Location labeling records
************

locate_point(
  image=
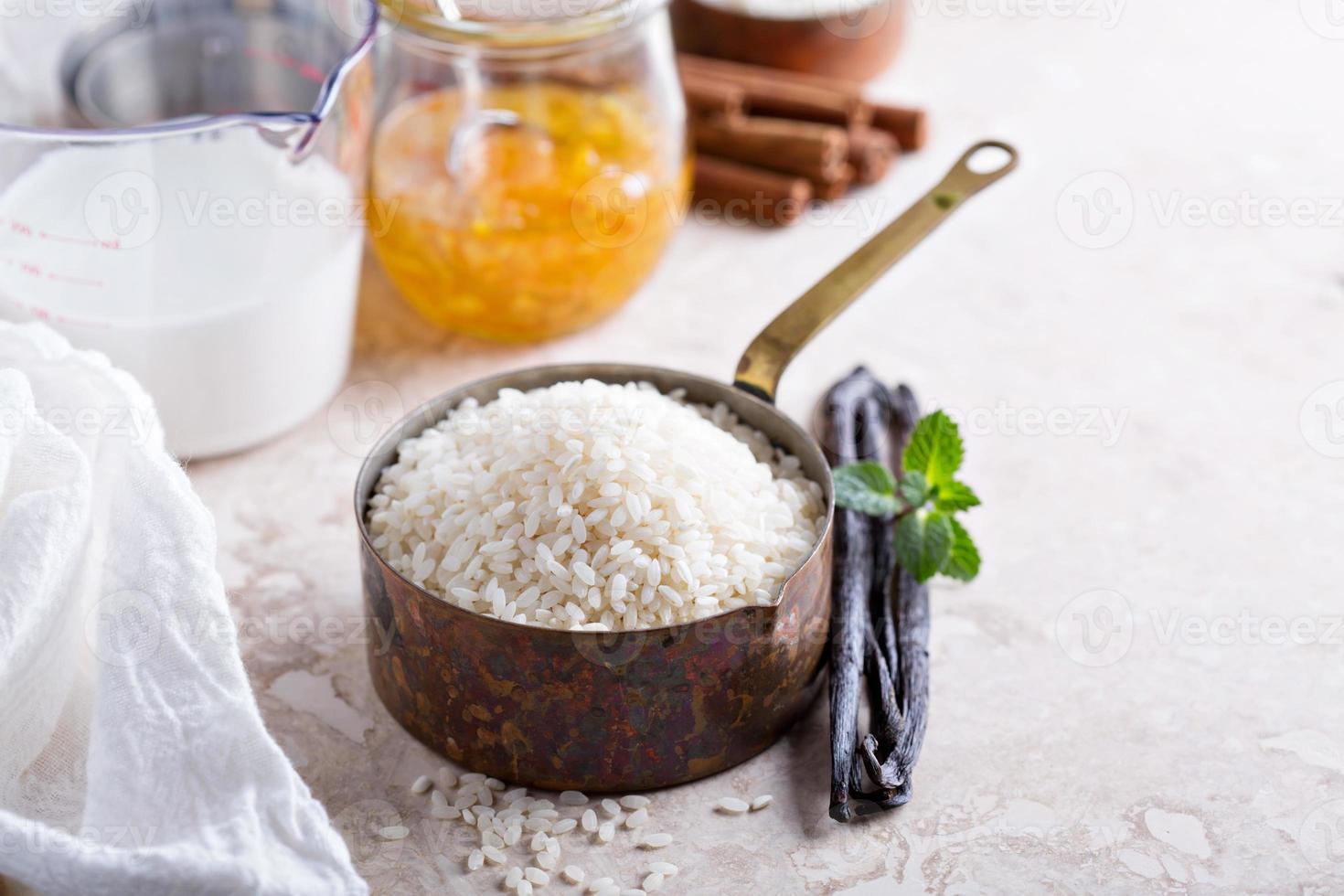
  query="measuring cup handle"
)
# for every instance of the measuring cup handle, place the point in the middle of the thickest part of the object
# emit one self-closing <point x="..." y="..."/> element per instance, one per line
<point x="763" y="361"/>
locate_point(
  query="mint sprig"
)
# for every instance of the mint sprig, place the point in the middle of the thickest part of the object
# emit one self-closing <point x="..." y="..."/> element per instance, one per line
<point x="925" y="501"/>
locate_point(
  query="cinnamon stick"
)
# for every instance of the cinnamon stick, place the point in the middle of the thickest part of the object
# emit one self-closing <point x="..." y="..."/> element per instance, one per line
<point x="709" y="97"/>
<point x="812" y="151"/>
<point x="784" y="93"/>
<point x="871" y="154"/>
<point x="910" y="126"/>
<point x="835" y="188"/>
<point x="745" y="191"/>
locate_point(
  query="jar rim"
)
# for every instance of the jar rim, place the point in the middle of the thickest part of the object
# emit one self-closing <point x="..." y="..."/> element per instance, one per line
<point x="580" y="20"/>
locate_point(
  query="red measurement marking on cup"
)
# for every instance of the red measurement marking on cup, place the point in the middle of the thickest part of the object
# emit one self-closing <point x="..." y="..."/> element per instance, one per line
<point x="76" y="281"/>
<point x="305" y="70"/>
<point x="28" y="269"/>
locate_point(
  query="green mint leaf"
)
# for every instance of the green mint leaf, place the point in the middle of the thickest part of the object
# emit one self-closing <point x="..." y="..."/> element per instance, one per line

************

> Work instructions:
Locate each line of the material containing the string "middle" and reproduce every such line in full.

> Task response:
# for every instance of the measuring cup handle, place the point in the middle of the thickest part of the object
# for every instance of the mint sprig, place the point in the middle of the thickest part of the object
# for every instance of the cinnamon stick, place the point in the middle of the thickest part of the object
# for every instance of the jar rim, place the point in the middle of the thickest part of the object
# for every instance of the red measurement marking on cup, place the point in the middle of the thickest part of the object
# for every instance of the green mint leaf, place the point in the middle of the thickest part of the object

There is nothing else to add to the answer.